> RECORDED DATA
"""

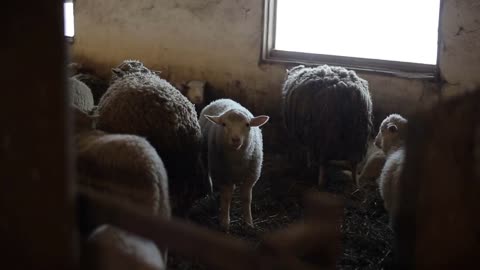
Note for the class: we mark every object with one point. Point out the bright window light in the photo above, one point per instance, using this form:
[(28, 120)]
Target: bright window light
[(68, 19), (396, 30)]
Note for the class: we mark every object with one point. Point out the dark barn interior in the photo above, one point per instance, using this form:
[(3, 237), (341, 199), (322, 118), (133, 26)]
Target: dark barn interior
[(119, 148)]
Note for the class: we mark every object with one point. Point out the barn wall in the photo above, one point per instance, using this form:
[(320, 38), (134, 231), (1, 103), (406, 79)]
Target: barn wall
[(219, 41)]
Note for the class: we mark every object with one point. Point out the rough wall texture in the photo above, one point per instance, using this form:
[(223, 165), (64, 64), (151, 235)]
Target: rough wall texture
[(460, 46), (219, 41)]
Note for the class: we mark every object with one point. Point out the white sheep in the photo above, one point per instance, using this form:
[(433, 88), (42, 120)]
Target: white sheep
[(110, 248), (80, 94), (235, 152), (391, 139)]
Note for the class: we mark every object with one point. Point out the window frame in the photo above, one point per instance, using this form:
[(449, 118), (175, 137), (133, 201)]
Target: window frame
[(67, 38), (401, 69)]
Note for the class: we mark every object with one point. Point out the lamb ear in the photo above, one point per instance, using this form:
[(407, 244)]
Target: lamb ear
[(182, 87), (392, 128), (214, 119), (259, 121), (117, 72)]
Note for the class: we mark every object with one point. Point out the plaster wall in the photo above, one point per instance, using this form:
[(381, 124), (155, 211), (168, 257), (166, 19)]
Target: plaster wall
[(220, 40)]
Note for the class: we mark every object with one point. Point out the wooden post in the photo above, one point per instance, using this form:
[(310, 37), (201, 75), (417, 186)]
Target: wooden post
[(36, 202)]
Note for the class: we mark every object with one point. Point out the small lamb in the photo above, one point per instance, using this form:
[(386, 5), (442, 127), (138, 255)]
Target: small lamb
[(391, 139), (235, 152)]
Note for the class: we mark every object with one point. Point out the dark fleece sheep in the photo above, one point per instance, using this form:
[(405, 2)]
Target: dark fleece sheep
[(328, 109), (140, 102), (80, 94)]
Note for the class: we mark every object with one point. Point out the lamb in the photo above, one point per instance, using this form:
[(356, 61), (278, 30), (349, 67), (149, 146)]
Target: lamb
[(95, 83), (80, 94), (139, 102), (328, 110), (127, 167), (391, 139), (109, 248), (194, 91), (235, 152)]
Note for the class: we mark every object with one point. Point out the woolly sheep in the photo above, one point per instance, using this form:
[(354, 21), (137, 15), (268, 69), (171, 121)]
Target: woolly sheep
[(127, 167), (391, 139), (81, 95), (328, 110), (109, 248), (139, 102), (95, 83), (235, 152)]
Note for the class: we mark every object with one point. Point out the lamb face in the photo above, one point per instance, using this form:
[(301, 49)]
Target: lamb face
[(391, 133), (236, 127)]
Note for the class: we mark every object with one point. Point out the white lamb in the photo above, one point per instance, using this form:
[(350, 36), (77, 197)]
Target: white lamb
[(109, 248), (235, 153), (391, 139)]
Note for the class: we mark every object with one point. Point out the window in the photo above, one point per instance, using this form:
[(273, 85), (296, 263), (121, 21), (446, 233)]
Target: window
[(69, 29), (394, 36)]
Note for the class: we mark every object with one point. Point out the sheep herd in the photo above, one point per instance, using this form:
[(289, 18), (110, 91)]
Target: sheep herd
[(162, 148)]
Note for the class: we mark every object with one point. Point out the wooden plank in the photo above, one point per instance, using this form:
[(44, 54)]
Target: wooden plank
[(36, 202)]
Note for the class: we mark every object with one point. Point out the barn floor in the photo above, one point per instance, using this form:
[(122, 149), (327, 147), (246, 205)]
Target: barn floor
[(366, 237)]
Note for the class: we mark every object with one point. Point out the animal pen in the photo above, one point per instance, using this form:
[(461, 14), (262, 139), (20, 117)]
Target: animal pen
[(44, 214)]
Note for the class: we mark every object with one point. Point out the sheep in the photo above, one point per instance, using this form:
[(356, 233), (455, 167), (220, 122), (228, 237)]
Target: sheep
[(139, 102), (328, 110), (126, 167), (81, 95), (391, 139), (374, 162), (120, 164), (195, 91), (109, 248), (234, 143), (86, 75)]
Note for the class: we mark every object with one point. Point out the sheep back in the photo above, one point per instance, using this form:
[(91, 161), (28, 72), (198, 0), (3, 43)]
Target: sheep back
[(81, 95), (125, 166), (328, 109), (109, 248), (142, 103)]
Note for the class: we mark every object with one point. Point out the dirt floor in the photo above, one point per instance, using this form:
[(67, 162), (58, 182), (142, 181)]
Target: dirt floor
[(366, 237)]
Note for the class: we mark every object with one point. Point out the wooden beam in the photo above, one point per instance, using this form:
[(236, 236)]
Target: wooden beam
[(36, 202)]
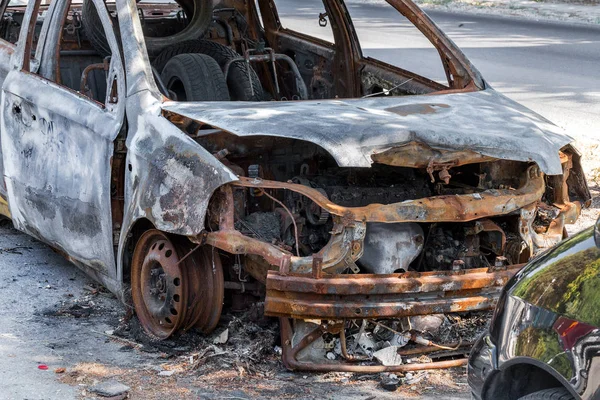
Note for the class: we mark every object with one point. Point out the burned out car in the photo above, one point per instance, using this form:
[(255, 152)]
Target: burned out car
[(198, 154)]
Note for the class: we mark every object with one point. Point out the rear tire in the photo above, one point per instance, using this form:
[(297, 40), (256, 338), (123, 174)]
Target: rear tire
[(195, 77), (241, 86), (549, 394)]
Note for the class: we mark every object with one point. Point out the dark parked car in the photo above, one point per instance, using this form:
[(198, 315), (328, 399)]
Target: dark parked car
[(544, 339)]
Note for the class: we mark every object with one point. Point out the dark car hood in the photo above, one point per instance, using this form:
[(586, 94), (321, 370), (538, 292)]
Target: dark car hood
[(352, 130), (564, 280)]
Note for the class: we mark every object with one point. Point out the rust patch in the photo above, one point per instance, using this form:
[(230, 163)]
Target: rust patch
[(412, 109)]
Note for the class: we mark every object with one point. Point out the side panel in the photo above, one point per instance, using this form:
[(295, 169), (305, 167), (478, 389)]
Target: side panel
[(57, 150), (169, 178), (6, 51)]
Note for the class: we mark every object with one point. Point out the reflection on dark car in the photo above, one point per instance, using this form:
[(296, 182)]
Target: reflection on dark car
[(544, 339)]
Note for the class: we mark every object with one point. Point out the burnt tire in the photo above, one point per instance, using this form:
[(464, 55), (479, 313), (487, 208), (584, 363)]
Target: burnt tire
[(242, 87), (195, 77), (94, 31), (549, 394)]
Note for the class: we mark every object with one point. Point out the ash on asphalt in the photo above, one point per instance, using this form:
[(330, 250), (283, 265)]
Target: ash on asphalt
[(55, 315)]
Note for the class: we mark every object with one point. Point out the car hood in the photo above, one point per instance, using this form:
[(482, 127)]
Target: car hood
[(353, 130)]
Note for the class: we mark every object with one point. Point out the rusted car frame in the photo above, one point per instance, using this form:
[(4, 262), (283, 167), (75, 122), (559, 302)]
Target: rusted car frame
[(350, 211)]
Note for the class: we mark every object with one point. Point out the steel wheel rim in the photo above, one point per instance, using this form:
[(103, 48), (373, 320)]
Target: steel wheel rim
[(159, 285)]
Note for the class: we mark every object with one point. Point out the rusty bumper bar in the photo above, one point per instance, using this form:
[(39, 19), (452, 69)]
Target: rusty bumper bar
[(384, 296)]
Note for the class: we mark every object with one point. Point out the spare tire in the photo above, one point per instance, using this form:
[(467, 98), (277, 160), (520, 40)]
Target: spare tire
[(195, 77), (241, 86), (200, 20)]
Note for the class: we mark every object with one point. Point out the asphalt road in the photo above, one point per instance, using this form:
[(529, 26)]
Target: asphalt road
[(552, 68)]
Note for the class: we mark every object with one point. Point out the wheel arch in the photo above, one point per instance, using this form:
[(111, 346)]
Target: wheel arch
[(522, 376)]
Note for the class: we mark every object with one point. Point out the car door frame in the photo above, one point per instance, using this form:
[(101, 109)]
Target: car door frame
[(67, 206)]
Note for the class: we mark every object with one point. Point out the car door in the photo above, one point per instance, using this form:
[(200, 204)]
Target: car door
[(57, 143)]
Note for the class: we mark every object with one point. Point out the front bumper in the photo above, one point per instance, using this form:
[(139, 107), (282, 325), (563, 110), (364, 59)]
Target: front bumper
[(483, 362), (346, 296)]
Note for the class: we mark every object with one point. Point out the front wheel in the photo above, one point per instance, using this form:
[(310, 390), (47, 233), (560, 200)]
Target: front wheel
[(549, 394), (174, 285)]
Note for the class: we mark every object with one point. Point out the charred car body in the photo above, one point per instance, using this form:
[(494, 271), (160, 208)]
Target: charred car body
[(349, 193)]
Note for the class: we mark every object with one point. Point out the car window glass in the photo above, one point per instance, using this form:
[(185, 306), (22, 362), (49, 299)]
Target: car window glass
[(308, 18), (388, 36), (12, 19), (82, 57)]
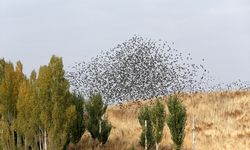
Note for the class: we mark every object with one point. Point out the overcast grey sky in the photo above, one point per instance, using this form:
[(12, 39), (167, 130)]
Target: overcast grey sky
[(217, 30)]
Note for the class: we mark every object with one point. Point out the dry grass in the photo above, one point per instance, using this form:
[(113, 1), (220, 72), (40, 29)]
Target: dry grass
[(222, 122)]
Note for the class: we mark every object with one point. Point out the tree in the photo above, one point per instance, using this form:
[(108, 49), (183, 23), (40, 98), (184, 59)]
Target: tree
[(9, 89), (176, 120), (158, 118), (97, 124), (137, 69), (56, 108), (78, 126), (147, 138)]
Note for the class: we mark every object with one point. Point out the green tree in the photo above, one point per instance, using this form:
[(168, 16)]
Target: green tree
[(97, 124), (55, 105), (158, 118), (147, 139), (78, 126), (11, 80), (176, 120)]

"""

> YOUR TASK
Reproduce the stretch of the records from the line containing "out the wheel" through the line containing "[(67, 206)]", character for character.

> REPLY
Note for the class: we mark every object with one point. Point out the wheel arch in the photo above, one point per instance, using this form:
[(111, 346)]
Target: wheel arch
[(522, 376)]
Note for the class: we mark every object with one point. Point out the car door frame in the photo above, one point per instance, using this form:
[(101, 109)]
Target: car door frame
[(67, 206)]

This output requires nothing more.